§ Consegna 1:
Secondo il documento, per quale motivo il dato tedesco è particolarmente atteso?

********

In mattinata sono stati pubblicati sia il dato riferito all’Eurozona che quello referito alla Germania. Il dato tedesco è particolarmente atteso, in quanto la Germania è il massimo produttore industriale di prodotti fini in Europa. Le imprese che inviano ordini ai loro fornitori, specie nel settore dell’automotive, tendono poi a impattare la produzione industriale in modo significativo in altre aree dell’UE. Italia e Spagna, due nazioni fortemente esposte all’andamento degli ordini di componenti industriali dalla Germania, sono particolarmente toccate dalle notizie di oggi.

********

§ Consegna 2:
Raccolga e trascriva integralmente ogni riga che contiene la parola "wall", distinguendo tra maiuscole e minuscole.

[Righe del dataset di puntamento]

********

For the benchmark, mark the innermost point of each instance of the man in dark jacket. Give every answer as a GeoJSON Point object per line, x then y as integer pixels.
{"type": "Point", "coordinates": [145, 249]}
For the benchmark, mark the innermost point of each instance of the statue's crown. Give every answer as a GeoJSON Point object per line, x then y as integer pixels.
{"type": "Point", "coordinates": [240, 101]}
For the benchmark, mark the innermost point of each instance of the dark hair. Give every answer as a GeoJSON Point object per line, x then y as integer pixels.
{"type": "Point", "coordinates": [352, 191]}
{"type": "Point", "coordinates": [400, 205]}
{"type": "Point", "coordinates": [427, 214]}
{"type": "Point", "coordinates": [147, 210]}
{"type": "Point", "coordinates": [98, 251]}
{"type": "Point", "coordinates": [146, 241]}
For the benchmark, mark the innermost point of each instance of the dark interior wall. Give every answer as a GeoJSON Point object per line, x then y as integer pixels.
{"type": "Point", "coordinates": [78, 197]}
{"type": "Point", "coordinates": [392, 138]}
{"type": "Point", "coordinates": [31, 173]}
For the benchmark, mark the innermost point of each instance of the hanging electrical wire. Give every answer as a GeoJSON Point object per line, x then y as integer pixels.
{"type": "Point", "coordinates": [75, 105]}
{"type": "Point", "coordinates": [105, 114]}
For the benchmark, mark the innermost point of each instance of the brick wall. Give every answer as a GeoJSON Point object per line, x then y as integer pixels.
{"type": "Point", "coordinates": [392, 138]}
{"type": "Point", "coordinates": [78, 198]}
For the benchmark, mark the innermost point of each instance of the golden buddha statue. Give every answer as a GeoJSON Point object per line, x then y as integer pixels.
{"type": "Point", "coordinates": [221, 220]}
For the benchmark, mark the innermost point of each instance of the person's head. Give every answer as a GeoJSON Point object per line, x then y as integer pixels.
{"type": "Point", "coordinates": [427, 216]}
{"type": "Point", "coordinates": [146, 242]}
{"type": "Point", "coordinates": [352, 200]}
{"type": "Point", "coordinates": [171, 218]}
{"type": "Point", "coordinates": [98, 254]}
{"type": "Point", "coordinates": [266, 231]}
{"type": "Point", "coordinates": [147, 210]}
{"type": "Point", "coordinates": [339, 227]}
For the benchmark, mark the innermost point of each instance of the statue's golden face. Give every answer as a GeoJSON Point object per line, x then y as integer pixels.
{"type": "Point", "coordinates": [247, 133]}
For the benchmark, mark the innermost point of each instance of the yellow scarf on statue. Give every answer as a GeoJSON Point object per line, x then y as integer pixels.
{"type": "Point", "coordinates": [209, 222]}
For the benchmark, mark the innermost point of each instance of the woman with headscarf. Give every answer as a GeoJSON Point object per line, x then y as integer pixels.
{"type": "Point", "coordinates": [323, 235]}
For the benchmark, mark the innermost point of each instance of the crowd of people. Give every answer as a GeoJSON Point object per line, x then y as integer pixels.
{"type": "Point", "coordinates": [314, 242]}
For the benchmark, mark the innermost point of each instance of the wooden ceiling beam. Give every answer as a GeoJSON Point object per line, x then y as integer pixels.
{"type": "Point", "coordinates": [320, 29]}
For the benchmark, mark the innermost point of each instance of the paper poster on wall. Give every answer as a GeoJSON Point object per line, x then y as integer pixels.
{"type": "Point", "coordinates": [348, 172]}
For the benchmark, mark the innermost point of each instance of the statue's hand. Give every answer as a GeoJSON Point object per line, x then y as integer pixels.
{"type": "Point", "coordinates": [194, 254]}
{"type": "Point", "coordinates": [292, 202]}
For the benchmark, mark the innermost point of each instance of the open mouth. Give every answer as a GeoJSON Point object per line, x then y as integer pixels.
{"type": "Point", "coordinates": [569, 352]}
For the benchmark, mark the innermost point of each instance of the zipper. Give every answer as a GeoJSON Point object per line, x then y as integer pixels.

********

§ Risposta corretta 1:
Perché la Germania è il massimo produttore industriale di prodotti fini in Europa.

§ Risposta corretta 2:
For the benchmark, mark the innermost point of each instance of the dark interior wall. Give every answer as a GeoJSON Point object per line, x then y as integer pixels.
For the benchmark, mark the innermost point of each instance of the brick wall. Give every answer as a GeoJSON Point object per line, x then y as integer pixels.
For the benchmark, mark the innermost point of each instance of the paper poster on wall. Give every answer as a GeoJSON Point object per line, x then y as integer pixels.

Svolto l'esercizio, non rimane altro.